> [Task goal] Return every line of the listing below word for word, leaving out the pictures.

> [Dataset content]
######

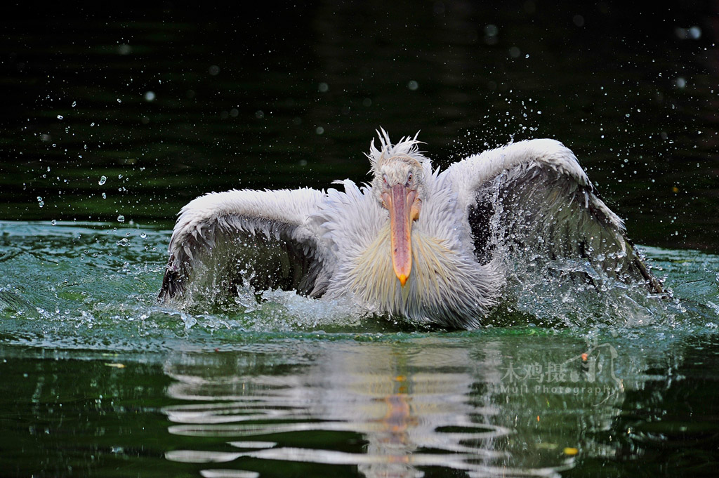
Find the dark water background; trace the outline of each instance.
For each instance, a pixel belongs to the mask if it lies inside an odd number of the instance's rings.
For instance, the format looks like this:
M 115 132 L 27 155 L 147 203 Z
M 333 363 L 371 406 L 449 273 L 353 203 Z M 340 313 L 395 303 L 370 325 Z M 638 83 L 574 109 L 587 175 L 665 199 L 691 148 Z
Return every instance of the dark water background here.
M 495 3 L 6 9 L 0 476 L 713 475 L 719 7 Z M 155 303 L 183 204 L 362 180 L 380 126 L 438 165 L 563 142 L 674 297 L 465 333 Z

######

> [Full answer]
Find the dark water background; trace the outline of each instance.
For each instance, a pixel belongs to the mask if it lies inside an odd number of the instance's rings.
For instance, the format looks like this:
M 115 132 L 27 155 L 147 203 Z
M 333 363 L 371 406 L 449 273 L 353 203 Z M 340 313 L 395 303 L 370 325 Z M 638 83 L 574 109 L 587 175 L 665 199 L 691 148 Z
Return every instance of the dark water background here.
M 495 3 L 6 9 L 0 476 L 713 475 L 719 7 Z M 155 303 L 183 204 L 362 180 L 380 126 L 438 165 L 563 142 L 674 297 L 465 333 Z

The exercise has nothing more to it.